=== Excerpted passage ===
I did not mean for the user to sign its own certificates but for the
operator of the cluster. Once the user request hits the proxy, it should no
longer be under his control. I think I do not fully understand yet why this
would not work.

What I would like to avoid is to add more complexity into Flink if there is
an easy solution which fulfills the requirements. That's why I would like
to exercise thoroughly through the different alternatives. Also, I am
missing a bit the comparison of Kerberos to other authentication mechanisms
and why they were rejected in favour of Kerberos.

Cheers,
Till

On Fri, Jun 4, 2021 at 10:26 AM Gyula Fóra <gyf...@apache.org> wrote:

> Hi!
>
> I think there might be possible alternatives but it seems Kerberos on the
> rest endpoint ticks all the right boxes and provides a super clean and
> simple solution for strong authentication.
>
> I wouldn’t even consider sidecar proxies etc if we can solve it in such a
> simple way as proposed by G.

=== Challenge A ===
Pull out every line in the entries below that contains the word "mountain".

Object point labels
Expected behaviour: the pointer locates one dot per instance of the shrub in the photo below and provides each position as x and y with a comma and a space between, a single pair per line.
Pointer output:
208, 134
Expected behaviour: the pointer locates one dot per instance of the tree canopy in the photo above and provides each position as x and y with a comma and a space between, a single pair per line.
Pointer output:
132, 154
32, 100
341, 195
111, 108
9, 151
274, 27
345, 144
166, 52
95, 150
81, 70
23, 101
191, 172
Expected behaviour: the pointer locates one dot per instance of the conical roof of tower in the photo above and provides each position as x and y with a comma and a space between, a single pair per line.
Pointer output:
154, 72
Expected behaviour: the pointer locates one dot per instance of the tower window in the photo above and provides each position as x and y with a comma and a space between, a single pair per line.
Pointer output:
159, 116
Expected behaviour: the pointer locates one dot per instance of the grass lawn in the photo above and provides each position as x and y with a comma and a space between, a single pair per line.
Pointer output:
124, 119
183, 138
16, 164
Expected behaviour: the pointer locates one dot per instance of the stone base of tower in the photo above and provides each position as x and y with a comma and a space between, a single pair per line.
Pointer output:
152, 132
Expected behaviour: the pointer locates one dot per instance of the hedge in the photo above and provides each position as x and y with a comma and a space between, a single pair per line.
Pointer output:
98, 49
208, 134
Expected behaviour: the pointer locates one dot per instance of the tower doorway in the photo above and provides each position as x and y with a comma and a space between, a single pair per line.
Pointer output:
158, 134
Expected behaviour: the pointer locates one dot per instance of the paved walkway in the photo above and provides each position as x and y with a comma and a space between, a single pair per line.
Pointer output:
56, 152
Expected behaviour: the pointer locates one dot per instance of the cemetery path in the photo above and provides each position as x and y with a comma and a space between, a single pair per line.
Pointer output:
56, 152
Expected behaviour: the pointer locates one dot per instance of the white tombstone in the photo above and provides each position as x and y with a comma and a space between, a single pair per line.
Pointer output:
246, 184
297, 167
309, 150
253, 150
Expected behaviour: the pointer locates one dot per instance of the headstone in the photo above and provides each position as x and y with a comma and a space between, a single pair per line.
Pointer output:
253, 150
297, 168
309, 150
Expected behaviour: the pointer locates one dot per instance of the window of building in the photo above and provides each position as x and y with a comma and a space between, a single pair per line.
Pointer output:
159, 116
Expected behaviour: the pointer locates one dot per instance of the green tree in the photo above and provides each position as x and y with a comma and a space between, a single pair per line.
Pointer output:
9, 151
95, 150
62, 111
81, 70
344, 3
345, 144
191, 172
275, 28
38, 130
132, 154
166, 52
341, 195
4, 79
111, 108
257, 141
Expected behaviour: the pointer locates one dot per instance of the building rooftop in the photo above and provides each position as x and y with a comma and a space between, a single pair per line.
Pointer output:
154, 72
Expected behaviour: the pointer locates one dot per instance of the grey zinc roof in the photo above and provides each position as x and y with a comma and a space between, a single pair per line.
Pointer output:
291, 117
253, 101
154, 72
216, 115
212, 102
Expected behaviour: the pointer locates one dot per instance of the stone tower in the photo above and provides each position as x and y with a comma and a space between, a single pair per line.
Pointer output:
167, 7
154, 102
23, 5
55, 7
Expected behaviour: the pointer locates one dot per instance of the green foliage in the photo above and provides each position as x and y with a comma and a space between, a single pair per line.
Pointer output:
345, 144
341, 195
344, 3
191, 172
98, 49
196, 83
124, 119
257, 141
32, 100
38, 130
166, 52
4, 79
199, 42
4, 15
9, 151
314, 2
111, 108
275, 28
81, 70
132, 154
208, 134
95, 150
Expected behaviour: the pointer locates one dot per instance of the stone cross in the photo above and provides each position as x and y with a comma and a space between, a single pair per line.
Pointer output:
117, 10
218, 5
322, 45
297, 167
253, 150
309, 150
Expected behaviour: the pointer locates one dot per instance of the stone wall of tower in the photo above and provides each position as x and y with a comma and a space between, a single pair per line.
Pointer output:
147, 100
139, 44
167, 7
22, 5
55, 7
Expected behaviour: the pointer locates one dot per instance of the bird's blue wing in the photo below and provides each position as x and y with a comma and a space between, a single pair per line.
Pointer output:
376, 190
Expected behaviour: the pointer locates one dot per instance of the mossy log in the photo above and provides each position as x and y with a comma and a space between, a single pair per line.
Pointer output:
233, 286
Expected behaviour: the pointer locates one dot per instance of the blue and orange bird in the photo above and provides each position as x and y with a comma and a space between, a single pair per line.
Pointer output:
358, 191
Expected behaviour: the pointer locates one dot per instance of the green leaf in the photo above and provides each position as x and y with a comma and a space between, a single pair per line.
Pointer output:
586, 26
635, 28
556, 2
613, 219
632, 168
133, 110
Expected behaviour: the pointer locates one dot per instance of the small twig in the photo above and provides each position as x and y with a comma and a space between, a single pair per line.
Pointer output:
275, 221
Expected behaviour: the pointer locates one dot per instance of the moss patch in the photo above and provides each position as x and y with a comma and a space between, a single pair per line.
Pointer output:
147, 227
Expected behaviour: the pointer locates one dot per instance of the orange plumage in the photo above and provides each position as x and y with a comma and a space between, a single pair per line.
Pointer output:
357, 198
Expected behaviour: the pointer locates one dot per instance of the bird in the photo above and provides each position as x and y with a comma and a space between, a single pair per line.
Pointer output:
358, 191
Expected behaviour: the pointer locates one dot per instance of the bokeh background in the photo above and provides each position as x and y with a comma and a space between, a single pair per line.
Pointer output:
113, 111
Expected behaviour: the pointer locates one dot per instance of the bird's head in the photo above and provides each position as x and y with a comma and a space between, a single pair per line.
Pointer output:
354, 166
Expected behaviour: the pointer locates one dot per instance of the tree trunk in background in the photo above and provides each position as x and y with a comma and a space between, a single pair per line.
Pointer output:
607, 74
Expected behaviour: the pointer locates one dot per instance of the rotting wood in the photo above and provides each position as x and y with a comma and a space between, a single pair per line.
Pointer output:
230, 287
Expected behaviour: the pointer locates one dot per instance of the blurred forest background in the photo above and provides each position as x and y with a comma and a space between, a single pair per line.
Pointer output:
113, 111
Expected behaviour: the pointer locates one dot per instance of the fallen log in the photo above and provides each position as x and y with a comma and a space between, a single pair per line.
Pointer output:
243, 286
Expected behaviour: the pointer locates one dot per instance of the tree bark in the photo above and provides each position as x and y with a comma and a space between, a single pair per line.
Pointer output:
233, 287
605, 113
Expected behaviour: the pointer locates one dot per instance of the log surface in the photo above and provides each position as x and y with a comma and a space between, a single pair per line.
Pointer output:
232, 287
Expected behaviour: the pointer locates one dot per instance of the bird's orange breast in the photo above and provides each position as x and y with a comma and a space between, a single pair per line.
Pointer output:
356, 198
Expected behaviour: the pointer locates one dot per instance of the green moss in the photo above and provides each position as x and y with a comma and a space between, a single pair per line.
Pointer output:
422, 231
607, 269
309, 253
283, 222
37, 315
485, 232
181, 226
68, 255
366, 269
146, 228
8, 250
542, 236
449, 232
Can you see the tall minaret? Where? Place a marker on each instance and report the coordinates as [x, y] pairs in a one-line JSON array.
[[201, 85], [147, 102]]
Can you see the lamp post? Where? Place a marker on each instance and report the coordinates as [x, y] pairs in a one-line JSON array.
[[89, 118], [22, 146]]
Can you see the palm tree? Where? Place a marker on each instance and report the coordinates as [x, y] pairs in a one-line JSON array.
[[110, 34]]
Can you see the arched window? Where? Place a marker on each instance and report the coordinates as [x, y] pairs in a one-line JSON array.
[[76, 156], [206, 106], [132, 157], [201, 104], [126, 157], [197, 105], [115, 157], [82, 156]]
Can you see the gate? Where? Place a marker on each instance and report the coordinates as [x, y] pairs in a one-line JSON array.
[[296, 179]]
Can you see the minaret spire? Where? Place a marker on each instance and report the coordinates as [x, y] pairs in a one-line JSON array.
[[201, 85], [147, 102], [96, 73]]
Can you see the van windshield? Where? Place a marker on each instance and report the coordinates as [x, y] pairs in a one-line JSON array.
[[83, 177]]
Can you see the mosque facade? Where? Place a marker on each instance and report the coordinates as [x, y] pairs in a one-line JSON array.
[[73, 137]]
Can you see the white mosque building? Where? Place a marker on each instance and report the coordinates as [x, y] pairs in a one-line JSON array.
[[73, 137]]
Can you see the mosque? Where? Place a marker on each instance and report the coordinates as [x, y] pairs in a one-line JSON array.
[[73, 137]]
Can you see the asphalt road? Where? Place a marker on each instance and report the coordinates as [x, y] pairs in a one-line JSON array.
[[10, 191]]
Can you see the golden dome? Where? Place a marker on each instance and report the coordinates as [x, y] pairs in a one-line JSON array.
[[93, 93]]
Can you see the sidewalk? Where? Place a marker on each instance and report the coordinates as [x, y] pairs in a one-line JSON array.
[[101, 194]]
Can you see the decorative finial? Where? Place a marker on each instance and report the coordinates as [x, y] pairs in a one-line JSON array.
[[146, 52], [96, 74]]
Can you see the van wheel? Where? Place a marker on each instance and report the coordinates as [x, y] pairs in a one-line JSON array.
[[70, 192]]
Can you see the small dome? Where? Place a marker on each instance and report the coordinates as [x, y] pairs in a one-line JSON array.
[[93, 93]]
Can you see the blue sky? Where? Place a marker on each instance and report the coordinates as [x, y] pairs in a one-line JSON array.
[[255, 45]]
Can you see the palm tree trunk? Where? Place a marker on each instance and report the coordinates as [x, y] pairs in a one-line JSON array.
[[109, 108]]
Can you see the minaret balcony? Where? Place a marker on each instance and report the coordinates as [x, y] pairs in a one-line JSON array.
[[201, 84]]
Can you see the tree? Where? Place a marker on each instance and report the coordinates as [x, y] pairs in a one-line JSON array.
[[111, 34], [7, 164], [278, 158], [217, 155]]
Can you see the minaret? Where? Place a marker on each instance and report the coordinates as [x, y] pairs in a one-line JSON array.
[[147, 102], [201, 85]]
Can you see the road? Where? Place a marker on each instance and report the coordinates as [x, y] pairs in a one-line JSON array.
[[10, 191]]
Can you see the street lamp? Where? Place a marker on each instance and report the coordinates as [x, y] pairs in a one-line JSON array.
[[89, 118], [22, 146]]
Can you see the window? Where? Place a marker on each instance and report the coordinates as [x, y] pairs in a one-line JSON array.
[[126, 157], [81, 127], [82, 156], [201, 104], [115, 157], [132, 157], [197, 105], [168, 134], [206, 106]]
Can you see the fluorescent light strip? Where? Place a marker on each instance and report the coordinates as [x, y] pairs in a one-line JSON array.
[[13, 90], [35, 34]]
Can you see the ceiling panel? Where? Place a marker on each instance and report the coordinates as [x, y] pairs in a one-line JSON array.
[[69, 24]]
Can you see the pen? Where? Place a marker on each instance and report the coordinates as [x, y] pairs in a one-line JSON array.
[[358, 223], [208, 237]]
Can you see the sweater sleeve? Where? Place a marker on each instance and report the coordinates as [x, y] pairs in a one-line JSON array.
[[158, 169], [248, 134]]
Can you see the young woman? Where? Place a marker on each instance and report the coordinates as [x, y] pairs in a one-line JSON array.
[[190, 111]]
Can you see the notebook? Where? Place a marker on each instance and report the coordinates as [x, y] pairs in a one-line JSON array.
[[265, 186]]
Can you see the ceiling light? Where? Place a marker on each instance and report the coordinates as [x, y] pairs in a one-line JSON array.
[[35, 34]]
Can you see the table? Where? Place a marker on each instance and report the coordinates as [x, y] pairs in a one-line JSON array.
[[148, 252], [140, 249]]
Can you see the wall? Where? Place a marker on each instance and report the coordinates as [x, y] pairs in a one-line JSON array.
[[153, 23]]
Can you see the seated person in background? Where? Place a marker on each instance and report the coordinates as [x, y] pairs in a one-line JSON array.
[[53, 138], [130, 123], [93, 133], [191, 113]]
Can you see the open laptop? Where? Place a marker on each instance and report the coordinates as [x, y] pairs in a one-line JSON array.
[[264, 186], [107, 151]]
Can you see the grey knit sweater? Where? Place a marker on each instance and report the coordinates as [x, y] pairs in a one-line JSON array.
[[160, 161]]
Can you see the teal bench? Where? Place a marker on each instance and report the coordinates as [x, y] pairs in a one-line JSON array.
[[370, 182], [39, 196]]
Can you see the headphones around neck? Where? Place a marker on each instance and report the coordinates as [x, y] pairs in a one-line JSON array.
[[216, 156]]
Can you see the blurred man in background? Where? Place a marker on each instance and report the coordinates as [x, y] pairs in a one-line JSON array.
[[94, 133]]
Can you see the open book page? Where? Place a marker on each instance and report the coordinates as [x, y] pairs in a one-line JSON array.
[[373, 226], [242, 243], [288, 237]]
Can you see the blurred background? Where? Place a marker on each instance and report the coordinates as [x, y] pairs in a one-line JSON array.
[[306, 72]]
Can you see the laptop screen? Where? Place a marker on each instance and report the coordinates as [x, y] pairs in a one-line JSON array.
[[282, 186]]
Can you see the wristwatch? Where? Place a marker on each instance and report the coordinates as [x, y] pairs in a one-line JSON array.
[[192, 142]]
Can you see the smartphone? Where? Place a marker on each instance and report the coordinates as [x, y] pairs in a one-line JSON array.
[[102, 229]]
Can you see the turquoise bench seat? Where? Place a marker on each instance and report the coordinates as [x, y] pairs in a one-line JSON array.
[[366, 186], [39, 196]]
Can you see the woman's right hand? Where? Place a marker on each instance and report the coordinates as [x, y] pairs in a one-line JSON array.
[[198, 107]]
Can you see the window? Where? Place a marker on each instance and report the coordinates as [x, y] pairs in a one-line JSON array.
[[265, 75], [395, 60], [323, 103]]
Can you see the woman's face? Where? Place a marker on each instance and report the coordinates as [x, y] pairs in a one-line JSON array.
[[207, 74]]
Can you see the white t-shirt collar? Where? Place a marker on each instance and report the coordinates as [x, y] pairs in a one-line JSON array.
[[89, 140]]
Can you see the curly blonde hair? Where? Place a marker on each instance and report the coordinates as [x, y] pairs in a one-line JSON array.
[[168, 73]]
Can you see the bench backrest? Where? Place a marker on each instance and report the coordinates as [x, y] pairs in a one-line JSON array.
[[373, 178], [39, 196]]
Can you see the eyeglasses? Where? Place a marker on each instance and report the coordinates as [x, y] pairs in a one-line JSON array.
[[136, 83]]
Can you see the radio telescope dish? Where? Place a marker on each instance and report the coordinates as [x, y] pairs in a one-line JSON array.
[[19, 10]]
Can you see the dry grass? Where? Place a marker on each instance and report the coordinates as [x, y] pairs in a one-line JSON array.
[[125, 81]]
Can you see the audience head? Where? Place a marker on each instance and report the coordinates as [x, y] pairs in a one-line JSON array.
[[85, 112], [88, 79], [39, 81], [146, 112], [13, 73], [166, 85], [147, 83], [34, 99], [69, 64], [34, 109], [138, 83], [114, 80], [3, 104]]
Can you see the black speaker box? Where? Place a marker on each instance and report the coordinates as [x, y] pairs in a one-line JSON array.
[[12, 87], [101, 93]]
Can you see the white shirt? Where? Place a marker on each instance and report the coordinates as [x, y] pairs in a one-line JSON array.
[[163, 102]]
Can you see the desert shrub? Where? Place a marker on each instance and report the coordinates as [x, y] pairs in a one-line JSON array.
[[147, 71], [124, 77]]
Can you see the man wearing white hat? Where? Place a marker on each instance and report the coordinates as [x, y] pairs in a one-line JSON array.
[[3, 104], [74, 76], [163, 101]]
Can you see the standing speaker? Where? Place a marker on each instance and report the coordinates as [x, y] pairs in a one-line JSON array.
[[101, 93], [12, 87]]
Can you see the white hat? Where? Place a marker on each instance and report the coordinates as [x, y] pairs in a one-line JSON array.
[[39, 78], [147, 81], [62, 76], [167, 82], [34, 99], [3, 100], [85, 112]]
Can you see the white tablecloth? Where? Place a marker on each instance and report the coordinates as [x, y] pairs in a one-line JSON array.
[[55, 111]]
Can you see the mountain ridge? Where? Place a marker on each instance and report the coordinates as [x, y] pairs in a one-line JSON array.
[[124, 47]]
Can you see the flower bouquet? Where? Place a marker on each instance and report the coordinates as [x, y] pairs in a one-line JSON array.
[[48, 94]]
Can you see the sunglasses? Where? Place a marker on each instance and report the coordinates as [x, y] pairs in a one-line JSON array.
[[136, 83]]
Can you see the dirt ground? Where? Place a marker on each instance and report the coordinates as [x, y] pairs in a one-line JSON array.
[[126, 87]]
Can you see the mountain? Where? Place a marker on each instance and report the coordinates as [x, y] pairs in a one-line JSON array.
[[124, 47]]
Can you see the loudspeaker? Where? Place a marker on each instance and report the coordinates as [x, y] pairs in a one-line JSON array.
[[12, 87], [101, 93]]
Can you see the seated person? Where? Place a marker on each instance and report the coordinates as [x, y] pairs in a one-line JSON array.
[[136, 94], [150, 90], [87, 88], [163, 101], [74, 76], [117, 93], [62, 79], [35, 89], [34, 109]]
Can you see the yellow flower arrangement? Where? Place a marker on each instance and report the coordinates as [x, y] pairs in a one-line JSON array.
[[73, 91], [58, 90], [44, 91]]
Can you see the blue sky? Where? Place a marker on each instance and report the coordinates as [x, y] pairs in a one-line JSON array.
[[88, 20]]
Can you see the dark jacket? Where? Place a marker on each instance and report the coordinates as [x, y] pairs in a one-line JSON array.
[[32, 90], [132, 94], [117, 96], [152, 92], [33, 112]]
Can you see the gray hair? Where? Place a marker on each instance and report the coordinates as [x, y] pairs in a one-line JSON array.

=== Challenge B ===
Edit the section of the Flink authentication thread that begins with the words "I did not mean" and ends with "favour of Kerberos.", replacing "Kerberos" with "LDAP".

=== Correct result A ===
Can you see the mountain ridge? Where? Place a marker on each instance and report the coordinates as [x, y] pairs in a one-line JSON array.
Can you see the mountain? Where? Place a marker on each instance and report the coordinates as [x, y] pairs in a one-line JSON array.

=== Correct result B ===
I did not mean for the user to sign its own certificates but for the
operator of the cluster. Once the user request hits the proxy, it should no
longer be under his control. I think I do not fully understand yet why this
would not work.

What I would like to avoid is to add more complexity into Flink if there is
an easy solution which fulfills the requirements. That's why I would like
to exercise thoroughly through the different alternatives. Also, I am
missing a bit the comparison of LDAP to other authentication mechanisms
and why they were rejected in favour of LDAP.